SET TASK:
Reproduce the records from the line containing "Look at this image and find the side window" through the line containing "428,29 -> 929,666", both ends and all requests included, and give only those lines. Rescale every coordinate in the answers by 0.25, rounding to whole numbers with halves going up, and leave the requests and their sample coordinates as they are.

Data entries
• • • • • • •

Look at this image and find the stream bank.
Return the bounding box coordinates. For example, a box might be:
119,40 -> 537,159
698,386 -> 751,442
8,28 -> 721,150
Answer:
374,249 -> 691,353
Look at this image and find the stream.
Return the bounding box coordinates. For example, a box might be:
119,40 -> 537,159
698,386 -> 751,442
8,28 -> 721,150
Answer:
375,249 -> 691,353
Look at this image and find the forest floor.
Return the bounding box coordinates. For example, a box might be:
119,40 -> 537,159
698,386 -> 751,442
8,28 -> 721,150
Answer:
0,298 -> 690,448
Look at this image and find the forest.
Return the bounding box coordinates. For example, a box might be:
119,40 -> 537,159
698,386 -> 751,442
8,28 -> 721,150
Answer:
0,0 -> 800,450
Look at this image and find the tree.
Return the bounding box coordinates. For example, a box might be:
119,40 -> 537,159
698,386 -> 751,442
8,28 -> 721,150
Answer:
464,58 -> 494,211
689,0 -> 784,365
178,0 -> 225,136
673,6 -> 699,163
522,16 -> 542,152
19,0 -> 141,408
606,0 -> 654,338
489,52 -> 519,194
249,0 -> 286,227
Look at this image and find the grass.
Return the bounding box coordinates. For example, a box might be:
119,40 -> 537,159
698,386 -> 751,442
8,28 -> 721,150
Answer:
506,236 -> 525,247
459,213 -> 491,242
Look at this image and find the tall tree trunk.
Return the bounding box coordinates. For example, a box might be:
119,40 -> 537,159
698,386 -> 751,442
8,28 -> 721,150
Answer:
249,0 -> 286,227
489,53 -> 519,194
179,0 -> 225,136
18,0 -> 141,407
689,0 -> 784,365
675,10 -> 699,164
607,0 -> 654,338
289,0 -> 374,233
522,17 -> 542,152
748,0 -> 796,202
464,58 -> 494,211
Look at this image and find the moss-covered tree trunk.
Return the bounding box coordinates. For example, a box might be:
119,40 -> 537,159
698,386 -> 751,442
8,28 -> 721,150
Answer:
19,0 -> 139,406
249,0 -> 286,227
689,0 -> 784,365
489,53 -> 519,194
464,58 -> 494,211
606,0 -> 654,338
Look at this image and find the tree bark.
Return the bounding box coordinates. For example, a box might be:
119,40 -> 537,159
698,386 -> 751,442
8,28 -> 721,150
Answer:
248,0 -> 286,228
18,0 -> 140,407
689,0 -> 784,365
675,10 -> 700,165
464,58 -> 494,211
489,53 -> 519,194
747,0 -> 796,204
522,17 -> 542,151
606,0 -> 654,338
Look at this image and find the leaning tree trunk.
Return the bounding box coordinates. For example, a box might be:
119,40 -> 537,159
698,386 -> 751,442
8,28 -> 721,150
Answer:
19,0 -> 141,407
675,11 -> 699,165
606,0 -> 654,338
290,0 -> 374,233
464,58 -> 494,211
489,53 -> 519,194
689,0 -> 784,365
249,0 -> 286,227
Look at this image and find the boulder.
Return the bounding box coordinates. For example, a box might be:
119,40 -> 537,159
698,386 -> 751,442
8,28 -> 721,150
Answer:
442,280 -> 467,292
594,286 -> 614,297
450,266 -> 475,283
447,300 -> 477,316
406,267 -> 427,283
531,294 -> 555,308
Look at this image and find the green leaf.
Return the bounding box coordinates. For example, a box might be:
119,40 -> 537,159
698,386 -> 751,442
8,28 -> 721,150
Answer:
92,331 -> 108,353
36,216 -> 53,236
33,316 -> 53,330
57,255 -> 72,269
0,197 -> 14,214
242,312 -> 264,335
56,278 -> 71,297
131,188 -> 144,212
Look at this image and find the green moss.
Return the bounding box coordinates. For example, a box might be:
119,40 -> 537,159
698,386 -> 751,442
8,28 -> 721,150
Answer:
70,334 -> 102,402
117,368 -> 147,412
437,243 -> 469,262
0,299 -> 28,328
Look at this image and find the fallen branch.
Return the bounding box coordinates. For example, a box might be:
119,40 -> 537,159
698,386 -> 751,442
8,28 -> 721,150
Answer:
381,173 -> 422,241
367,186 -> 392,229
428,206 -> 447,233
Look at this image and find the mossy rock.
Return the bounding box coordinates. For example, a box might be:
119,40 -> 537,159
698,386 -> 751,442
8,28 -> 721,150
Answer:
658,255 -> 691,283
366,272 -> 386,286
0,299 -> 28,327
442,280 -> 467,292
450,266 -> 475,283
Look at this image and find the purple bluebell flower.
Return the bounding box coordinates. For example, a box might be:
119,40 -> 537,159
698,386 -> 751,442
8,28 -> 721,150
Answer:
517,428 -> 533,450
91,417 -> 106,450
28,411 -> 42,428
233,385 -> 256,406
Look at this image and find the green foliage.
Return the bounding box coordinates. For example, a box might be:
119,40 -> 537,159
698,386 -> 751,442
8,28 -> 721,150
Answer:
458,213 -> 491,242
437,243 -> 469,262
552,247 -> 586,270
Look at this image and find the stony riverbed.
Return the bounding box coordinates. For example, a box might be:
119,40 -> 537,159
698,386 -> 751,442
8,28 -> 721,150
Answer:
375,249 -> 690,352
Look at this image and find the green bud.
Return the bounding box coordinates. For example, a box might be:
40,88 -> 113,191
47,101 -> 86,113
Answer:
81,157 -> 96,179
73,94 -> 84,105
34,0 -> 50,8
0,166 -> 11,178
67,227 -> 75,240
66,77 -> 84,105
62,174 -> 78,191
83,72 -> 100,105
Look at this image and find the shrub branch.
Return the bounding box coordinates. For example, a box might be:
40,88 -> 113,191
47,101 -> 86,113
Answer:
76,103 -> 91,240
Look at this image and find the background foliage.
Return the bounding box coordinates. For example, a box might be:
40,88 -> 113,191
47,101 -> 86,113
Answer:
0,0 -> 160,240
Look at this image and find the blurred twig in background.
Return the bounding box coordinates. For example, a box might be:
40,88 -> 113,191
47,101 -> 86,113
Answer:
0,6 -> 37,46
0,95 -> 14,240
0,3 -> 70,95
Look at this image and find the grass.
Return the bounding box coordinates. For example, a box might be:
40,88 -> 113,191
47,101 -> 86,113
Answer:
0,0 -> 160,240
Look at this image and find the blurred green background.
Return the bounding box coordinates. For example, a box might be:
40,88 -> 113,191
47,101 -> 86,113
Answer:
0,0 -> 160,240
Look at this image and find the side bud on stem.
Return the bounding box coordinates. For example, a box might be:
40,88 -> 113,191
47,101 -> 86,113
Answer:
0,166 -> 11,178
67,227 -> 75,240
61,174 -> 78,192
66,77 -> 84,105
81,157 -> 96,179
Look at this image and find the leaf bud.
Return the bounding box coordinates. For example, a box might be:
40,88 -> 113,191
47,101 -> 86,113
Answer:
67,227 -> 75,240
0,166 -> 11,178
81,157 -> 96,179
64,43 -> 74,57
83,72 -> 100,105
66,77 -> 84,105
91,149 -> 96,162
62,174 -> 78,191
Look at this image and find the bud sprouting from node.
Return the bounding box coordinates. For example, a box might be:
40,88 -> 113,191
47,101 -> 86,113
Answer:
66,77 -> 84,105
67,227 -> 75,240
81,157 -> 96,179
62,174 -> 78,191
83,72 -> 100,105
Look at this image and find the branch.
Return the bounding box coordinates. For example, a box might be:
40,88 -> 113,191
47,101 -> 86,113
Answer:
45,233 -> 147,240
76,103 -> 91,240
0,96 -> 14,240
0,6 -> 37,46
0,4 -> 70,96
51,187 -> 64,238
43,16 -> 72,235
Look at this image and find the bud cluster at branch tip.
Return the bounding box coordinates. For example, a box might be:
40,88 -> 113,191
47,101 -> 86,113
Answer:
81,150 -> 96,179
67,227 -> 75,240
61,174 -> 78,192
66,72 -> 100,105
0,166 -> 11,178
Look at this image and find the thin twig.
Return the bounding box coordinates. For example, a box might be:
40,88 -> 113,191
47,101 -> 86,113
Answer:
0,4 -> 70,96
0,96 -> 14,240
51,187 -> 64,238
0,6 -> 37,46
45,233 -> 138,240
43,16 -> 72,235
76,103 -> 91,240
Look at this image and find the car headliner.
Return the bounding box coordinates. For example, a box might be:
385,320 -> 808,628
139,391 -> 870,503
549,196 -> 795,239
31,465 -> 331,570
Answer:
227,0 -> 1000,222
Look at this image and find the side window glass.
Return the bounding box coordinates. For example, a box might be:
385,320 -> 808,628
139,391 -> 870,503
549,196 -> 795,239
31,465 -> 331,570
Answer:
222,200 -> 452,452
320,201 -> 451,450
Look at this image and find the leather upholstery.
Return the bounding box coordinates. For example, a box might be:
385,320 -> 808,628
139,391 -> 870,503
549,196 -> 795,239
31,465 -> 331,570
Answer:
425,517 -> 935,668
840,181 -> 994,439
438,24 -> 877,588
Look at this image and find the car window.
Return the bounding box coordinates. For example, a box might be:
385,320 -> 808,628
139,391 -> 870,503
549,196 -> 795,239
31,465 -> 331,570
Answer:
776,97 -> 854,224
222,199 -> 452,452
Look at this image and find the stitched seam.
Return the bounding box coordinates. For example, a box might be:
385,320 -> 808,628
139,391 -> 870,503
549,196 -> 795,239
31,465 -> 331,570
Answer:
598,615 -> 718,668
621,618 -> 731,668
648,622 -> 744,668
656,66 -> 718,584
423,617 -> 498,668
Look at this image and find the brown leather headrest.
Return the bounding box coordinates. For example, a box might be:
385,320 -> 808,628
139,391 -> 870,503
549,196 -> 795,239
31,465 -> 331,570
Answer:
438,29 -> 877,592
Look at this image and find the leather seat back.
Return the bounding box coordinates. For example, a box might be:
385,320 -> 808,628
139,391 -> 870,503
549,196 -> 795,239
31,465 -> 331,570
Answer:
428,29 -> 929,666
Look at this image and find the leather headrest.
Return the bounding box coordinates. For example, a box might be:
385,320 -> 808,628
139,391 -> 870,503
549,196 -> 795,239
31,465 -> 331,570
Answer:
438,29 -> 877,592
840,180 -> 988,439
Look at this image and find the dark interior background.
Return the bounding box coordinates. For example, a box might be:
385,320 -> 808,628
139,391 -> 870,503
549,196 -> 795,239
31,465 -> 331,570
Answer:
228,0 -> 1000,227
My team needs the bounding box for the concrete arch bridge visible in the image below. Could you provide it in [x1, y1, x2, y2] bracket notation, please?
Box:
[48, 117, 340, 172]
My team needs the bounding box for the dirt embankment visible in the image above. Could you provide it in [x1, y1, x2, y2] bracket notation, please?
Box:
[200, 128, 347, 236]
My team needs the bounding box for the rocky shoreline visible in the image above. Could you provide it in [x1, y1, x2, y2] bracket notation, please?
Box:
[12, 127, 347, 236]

• • • • • • •

FINISHED TASK:
Look at this image and find the side window glass.
Return the bounding box coordinates. For example, a box might be:
385,320 -> 808,628
139,391 -> 870,503
549,196 -> 795,239
31,465 -> 331,570
Answer:
56,50 -> 113,113
80,50 -> 113,113
Look at this image and find the leather upholstery.
Return the bounding box coordinates. For example, a box might be:
385,320 -> 808,628
139,391 -> 870,503
549,196 -> 795,239
31,465 -> 331,570
Answer:
106,129 -> 234,167
210,45 -> 249,110
110,6 -> 219,147
Look at this image and find the car window.
Return the bounding box coordinates. For example, a box might be:
385,320 -> 808,628
139,391 -> 870,503
549,196 -> 795,239
31,465 -> 331,570
Answer:
194,24 -> 214,56
56,50 -> 113,113
Look at this image and find the stitched seam.
Return the bounding box coordinates. For example, a box might be:
385,320 -> 808,628
139,391 -> 870,503
549,196 -> 795,239
31,465 -> 331,570
Answer:
150,154 -> 180,167
155,155 -> 183,167
162,156 -> 186,167
164,17 -> 180,146
106,154 -> 125,167
Look at this image and find the brown leather headrest.
Return the bounding box coordinates. For example, a box might be:
385,320 -> 808,628
139,391 -> 870,503
549,196 -> 795,239
31,465 -> 331,570
Answer:
110,7 -> 219,148
Look at this image and find the leather seat back.
Return the bounding box coordinates. For example, a box might be:
385,320 -> 808,628
139,391 -> 870,503
549,196 -> 795,239
31,465 -> 331,570
Answer:
107,7 -> 232,167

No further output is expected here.